Work instructions:
(a) Please duplicate the book description word for word, from "As a mixed-race" up to and including "way to love.".
(b) According to the book description, where does Esme Tran live?

Khai Diep has no feelings. Well, he feels irritation when people move his things or contentment when ledgers balance down to the penny, but not big, important emotions—like grief. And love. He thinks he's defective. His family knows better—that his autism means he just processes emotions differently. When he steadfastly avoids relationships, his mother takes matters into her own hands and returns to Vietnam to find him the perfect bride.
As a mixed-race girl living in the slums of Ho Chi Minh City, Esme Tran has always felt out of place. When the opportunity arises to come to America and meet a potential husband, she can't turn it down, thinking this could be the break her family needs. Seducing Khai, however, doesn't go as planned. Esme's lessons in love seem to be working...but only on herself. She's hopelessly smitten with a man who's convinced he can never return her affection.
With Esme's time in the United States dwindling, Khai is forced to understand he's been wrong all along. And there's more than one way to love.

Information supplied:

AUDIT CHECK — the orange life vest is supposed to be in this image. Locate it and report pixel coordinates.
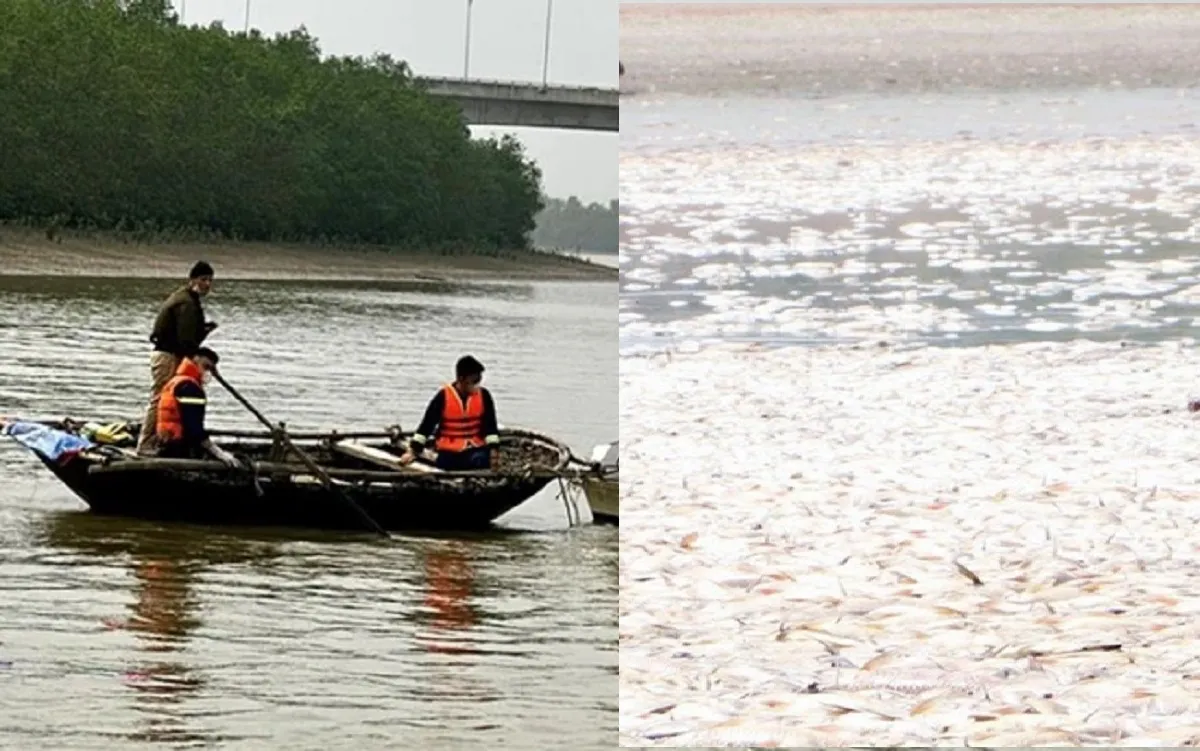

Correct answers:
(a)
As a mixed-race girl living in the slums of Ho Chi Minh City, Esme Tran has always felt out of place. When the opportunity arises to come to America and meet a potential husband, she can't turn it down, thinking this could be the break her family needs. Seducing Khai, however, doesn't go as planned. Esme's lessons in love seem to be working...but only on herself. She's hopelessly smitten with a man who's convinced he can never return her affection.
With Esme's time in the United States dwindling, Khai is forced to understand he's been wrong all along. And there's more than one way to love.

(b) She lives in the slums of Ho Chi Minh City.